▶ **Referring expression pointing data**:
────────────────────
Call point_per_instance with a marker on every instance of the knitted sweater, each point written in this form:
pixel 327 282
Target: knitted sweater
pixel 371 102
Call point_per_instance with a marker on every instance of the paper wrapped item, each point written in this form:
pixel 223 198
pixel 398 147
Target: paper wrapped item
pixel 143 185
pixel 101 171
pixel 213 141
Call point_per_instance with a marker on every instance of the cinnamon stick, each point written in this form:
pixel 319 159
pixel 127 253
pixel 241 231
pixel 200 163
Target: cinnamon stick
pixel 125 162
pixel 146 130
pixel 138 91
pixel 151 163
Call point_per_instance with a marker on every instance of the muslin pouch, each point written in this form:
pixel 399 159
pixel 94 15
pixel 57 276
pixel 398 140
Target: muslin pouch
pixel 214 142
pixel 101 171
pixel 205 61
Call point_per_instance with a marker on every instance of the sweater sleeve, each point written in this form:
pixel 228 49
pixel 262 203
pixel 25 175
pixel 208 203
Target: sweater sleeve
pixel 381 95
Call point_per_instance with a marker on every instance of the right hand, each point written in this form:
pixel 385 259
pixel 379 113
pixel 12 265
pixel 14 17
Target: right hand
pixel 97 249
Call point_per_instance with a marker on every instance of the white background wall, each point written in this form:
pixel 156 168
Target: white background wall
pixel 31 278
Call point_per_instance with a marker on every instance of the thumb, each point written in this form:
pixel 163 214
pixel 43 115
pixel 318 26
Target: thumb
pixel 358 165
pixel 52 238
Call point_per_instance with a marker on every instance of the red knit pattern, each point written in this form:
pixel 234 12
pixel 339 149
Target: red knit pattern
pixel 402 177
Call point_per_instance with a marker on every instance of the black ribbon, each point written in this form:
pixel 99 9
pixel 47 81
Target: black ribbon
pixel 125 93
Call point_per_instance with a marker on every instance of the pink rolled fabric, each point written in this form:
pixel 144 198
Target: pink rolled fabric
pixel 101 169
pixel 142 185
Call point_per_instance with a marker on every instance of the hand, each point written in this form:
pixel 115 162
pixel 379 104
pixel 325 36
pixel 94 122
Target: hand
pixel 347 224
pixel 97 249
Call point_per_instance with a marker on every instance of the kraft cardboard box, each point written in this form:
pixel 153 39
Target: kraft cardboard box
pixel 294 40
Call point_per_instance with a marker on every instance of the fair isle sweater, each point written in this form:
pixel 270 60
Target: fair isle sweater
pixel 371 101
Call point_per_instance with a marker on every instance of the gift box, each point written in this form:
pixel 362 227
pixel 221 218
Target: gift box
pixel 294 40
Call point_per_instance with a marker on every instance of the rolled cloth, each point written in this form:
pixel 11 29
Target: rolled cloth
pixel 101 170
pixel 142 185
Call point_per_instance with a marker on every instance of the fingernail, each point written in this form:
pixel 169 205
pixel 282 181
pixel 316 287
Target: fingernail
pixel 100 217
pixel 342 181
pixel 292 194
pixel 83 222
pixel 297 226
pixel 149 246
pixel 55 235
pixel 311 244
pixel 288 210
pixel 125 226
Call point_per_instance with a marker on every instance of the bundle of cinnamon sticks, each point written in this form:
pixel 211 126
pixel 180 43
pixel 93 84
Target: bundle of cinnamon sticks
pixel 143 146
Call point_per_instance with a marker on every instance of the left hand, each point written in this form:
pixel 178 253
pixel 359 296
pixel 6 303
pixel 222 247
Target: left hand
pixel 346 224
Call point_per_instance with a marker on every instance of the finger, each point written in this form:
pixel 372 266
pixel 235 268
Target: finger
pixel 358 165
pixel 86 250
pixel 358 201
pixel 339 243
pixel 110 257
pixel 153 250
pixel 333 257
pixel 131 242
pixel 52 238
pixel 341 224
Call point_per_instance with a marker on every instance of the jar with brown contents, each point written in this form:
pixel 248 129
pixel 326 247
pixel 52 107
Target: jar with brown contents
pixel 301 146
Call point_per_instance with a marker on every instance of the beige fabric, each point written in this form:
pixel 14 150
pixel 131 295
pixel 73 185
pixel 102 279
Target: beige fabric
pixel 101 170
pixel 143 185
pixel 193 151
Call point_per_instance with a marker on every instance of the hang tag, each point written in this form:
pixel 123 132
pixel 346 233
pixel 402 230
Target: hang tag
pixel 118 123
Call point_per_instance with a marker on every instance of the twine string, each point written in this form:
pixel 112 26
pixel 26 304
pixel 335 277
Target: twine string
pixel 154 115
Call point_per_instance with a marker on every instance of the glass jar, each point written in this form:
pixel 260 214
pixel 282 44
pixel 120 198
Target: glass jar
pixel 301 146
────────────────────
▶ **Task**:
All of the entries above, written out exactly, make up the reply.

▶ **Answer space**:
Call point_per_instance with a marker on every instance of the knitted sweater, each point written in this form:
pixel 327 282
Target: knitted sweater
pixel 371 102
Call point_per_instance with a marker on every instance of the paper wrapped item, each point written in this form:
pixel 223 198
pixel 398 147
Target: paper wrapped item
pixel 143 185
pixel 101 171
pixel 213 141
Call point_per_instance with a marker on every instance of the cinnamon stick, each point written in this form:
pixel 319 159
pixel 127 253
pixel 241 231
pixel 200 163
Target: cinnamon stick
pixel 125 162
pixel 146 130
pixel 138 91
pixel 151 163
Call point_per_instance with a marker on every instance of the muslin pouch, each point written in this form:
pixel 399 159
pixel 94 15
pixel 57 276
pixel 398 140
Target: muslin pouch
pixel 214 142
pixel 101 171
pixel 205 61
Call point_per_instance with a marker on every instance of the sweater sleeve, each point written in this form:
pixel 228 49
pixel 262 203
pixel 25 175
pixel 208 203
Target: sweater sleeve
pixel 381 95
Call point_per_instance with a marker on every instance of the right hand, each point written in this form:
pixel 385 259
pixel 379 113
pixel 12 265
pixel 14 17
Target: right hand
pixel 97 249
Call point_per_instance with a marker on every instance of the white background wall, each point written in this form:
pixel 156 168
Target: white background wall
pixel 31 278
Call point_per_instance with a marker on every instance of the thumb, each point written in this form:
pixel 163 214
pixel 43 115
pixel 318 26
Target: thumb
pixel 358 165
pixel 52 238
Call point_per_instance with a marker on every instance of the red knit pattern, each point written in this form:
pixel 234 12
pixel 339 149
Target: red knit pattern
pixel 402 177
Call point_per_instance with a marker on every instance of the black ribbon, each point written in this form:
pixel 99 9
pixel 47 81
Target: black ribbon
pixel 125 93
Call point_per_instance with a marker on every instance of the pink rolled fabric, each point written in this form:
pixel 144 198
Target: pink rolled fabric
pixel 101 169
pixel 142 185
Call point_per_instance with a marker on every instance of the hand, each point written in this form:
pixel 115 162
pixel 379 104
pixel 325 36
pixel 94 122
Target: hand
pixel 347 224
pixel 97 249
Call point_per_instance with a marker on every instance of the kraft cardboard box, each point written in this form:
pixel 153 39
Target: kraft cardboard box
pixel 294 40
Call point_per_instance with a marker on every instance of the fair isle sweater, each point written in this form:
pixel 270 60
Target: fair isle sweater
pixel 371 101
Call point_per_instance with a marker on every instance of the gift box, each point written in this form:
pixel 362 227
pixel 221 218
Target: gift box
pixel 294 40
Call point_per_instance with a marker on every instance of the rolled cloth, each point written in this form:
pixel 11 29
Target: rolled cloth
pixel 101 170
pixel 142 185
Call point_per_instance with a marker on every instance of the fingernail, each point written in this form:
pixel 169 205
pixel 282 181
pixel 316 287
Target: fingernail
pixel 100 217
pixel 342 181
pixel 292 194
pixel 83 222
pixel 297 226
pixel 149 246
pixel 55 235
pixel 311 244
pixel 288 210
pixel 125 226
Call point_per_instance with a marker on every instance of the bundle of cinnamon sticks, each point written in this form:
pixel 211 126
pixel 180 43
pixel 93 84
Target: bundle of cinnamon sticks
pixel 143 146
Call point_per_instance with a marker on every instance of the left hand, each point written in this form:
pixel 178 253
pixel 359 296
pixel 6 303
pixel 222 247
Target: left hand
pixel 346 224
Call point_per_instance with a marker on every instance of the finger, each point written in this form:
pixel 372 266
pixel 235 268
Target: finger
pixel 358 165
pixel 86 250
pixel 358 201
pixel 339 243
pixel 110 257
pixel 153 250
pixel 333 257
pixel 131 242
pixel 52 238
pixel 341 224
Call point_per_instance with a marker on every instance of the jar with brown contents, each point written in this form:
pixel 248 129
pixel 326 247
pixel 52 107
Target: jar with brown contents
pixel 301 146
Call point_per_instance with a marker on every instance of the beige fabric, each point written in this form:
pixel 14 150
pixel 131 295
pixel 73 185
pixel 102 279
Target: beige fabric
pixel 101 170
pixel 143 185
pixel 193 151
Call point_per_instance with a marker on every instance of the hang tag, each point written in this form:
pixel 123 132
pixel 346 233
pixel 402 230
Target: hang tag
pixel 118 123
Call point_per_instance with a marker on every instance of the twine string, each point written in this form:
pixel 112 26
pixel 26 304
pixel 335 277
Target: twine string
pixel 154 115
Call point_per_instance with a marker on every instance of the glass jar, each point written in this form:
pixel 260 214
pixel 282 44
pixel 120 198
Target: glass jar
pixel 301 146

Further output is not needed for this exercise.